[Data pulled from a collection]
▼
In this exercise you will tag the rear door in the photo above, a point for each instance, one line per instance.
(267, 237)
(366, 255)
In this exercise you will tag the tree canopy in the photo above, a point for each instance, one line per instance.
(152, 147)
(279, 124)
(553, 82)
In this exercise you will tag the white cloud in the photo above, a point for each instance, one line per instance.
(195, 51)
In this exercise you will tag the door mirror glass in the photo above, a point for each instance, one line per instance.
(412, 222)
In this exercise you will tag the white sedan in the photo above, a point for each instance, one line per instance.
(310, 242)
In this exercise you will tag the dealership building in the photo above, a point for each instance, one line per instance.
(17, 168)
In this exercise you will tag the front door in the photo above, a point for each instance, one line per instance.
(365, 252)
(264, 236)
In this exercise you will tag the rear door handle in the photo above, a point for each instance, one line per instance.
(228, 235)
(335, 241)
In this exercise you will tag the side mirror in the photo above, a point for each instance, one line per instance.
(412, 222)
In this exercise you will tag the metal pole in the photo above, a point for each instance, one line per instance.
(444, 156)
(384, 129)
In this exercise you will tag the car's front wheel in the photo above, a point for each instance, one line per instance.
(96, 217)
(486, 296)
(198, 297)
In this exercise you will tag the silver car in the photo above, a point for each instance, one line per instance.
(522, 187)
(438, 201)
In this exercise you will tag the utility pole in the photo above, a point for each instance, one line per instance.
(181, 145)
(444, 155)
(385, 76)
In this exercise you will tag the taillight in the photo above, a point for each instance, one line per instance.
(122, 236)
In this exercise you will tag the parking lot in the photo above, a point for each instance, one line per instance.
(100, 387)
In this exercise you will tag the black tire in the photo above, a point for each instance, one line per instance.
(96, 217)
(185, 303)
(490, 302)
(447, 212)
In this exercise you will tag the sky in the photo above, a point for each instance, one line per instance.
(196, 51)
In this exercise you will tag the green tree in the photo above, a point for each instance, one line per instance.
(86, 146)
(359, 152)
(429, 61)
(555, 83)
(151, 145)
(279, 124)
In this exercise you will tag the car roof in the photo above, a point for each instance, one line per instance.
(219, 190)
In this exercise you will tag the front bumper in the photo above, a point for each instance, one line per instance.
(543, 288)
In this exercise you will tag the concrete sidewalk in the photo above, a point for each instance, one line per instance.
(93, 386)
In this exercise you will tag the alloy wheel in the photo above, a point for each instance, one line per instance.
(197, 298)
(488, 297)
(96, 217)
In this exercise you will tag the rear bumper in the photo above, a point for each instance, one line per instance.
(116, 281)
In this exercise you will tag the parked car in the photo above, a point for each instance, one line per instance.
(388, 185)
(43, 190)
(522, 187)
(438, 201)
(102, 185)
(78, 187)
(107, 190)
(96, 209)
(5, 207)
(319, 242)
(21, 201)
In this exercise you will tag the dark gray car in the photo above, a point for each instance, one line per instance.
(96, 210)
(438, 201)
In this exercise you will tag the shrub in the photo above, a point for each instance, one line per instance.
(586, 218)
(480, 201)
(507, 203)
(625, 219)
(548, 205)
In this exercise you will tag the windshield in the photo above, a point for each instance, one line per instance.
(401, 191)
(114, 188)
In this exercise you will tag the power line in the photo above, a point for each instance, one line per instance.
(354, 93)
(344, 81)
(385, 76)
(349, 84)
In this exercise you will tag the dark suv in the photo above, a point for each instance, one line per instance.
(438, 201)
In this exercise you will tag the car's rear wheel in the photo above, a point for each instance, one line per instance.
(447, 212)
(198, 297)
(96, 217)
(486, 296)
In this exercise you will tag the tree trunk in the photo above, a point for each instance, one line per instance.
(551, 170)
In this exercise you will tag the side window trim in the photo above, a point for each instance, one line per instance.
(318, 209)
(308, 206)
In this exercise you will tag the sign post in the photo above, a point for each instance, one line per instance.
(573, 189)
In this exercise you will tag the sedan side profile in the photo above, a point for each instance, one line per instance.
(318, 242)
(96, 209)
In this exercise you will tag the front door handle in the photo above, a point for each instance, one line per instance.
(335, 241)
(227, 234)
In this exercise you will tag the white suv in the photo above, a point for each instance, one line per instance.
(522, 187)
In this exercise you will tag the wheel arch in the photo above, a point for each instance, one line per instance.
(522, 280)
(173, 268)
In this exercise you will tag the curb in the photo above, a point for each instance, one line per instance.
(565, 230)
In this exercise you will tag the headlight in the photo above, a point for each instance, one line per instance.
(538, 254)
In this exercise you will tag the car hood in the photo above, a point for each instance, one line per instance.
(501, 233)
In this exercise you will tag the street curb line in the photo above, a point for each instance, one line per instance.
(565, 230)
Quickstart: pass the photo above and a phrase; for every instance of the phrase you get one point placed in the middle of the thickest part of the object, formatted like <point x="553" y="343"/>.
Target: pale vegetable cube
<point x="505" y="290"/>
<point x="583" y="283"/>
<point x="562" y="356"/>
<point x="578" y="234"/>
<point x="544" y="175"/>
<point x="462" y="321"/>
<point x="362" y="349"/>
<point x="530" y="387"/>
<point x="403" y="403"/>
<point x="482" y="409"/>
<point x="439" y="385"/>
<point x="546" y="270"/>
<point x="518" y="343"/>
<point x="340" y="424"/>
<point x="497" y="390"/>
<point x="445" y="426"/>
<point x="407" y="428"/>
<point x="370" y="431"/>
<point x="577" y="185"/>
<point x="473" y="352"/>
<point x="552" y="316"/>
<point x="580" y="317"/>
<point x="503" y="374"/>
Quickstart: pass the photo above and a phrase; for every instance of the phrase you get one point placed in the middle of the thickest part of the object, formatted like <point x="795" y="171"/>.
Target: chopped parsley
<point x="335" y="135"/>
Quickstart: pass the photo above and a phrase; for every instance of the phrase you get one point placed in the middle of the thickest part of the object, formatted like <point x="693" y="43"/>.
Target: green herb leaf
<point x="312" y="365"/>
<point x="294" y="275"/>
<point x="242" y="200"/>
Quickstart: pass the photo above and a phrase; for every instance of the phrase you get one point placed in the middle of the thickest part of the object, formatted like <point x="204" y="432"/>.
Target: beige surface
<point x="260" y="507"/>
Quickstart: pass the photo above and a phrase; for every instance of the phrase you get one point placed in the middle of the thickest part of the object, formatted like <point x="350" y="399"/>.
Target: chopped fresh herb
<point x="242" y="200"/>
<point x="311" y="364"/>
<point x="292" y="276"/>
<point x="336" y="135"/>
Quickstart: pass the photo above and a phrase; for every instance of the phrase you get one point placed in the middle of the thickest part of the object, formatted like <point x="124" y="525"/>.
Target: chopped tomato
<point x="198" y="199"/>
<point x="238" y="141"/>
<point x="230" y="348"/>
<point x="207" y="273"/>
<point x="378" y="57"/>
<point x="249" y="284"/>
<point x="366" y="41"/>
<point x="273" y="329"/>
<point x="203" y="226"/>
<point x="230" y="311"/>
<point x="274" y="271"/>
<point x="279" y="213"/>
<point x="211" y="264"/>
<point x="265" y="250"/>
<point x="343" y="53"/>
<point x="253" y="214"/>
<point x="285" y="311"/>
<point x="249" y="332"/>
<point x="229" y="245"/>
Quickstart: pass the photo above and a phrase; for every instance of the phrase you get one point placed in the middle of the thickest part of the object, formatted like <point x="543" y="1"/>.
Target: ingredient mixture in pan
▲
#### Task statement:
From the listing above, extract every line that contains the string "sedan". Matching is case-sensitive.

#### The result:
In this exercise you will tag the white sedan in the photo above, a point for each instance, one line per instance.
In this exercise you will tag the sedan side profile in the photo above, a point for each instance, one line per instance.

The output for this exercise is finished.